*Exercise*:
Reproduce the records from the line containing "rear bumper in" through the line containing "point(72, 220)", requests included, and offset every coordinate in the answers by adding 73 to each number. Leave the numbers in the requests and their sample points unchanged.

○ ○ ○

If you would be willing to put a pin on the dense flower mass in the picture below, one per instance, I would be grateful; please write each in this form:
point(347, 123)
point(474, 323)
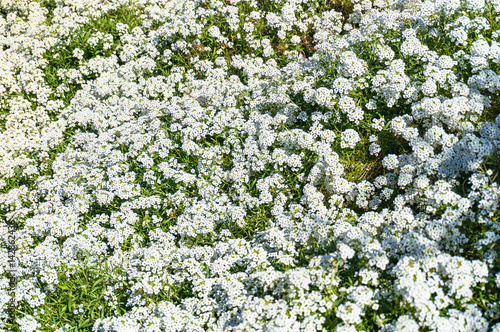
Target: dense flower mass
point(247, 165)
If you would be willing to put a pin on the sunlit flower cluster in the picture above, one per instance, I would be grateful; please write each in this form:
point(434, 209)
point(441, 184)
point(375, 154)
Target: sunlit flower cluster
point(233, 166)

○ ○ ○

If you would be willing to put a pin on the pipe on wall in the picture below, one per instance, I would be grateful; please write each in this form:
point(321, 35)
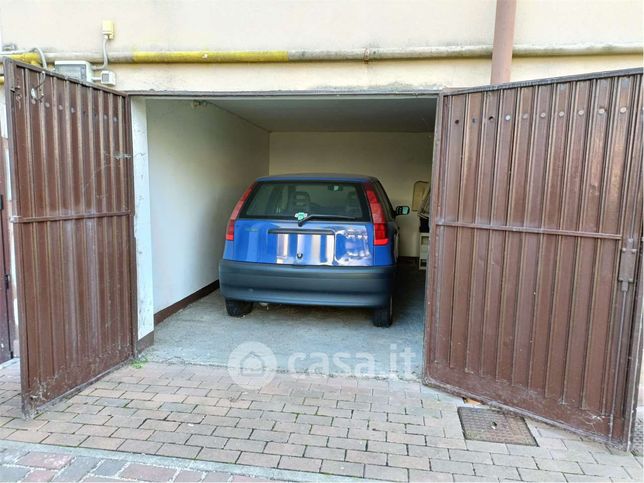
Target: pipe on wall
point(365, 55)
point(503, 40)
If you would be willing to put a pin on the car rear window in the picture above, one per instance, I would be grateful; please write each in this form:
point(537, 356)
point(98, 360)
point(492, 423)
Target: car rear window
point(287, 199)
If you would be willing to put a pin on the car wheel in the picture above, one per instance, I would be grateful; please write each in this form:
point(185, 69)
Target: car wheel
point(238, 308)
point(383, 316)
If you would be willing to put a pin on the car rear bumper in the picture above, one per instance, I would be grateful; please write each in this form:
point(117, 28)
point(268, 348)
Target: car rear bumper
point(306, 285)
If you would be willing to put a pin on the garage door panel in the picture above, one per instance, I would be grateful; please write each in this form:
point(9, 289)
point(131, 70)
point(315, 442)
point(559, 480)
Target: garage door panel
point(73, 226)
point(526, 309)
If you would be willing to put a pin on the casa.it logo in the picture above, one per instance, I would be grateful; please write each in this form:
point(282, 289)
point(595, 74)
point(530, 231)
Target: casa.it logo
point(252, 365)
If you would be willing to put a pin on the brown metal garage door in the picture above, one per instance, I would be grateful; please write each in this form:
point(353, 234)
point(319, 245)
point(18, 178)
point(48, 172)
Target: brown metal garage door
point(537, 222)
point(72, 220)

○ ○ ○

*Task answer*:
If you would be willing to put a pin on the car rear bumper in the picture above, one per instance, I would be grateful; please write each in this form:
point(117, 28)
point(268, 348)
Target: car rear bumper
point(379, 358)
If you would be willing to put a pin on the garage door panel in the picture above, one per instance, I would be grateful; please write each in this form:
point(9, 289)
point(131, 70)
point(315, 442)
point(559, 480)
Target: garage door panel
point(146, 299)
point(599, 382)
If you would be willing to put a pin on the casa.it logo in the picture above, one per instance, I would be grateful; please write each in this form:
point(282, 289)
point(595, 74)
point(530, 231)
Target: casa.it logo
point(325, 438)
If you would be willing to put a pin on the brown metal garage door in the picture above, one per instance, I would be grateful; please write each in this form:
point(353, 234)
point(319, 245)
point(18, 178)
point(48, 172)
Target: brown metal garage door
point(610, 295)
point(145, 293)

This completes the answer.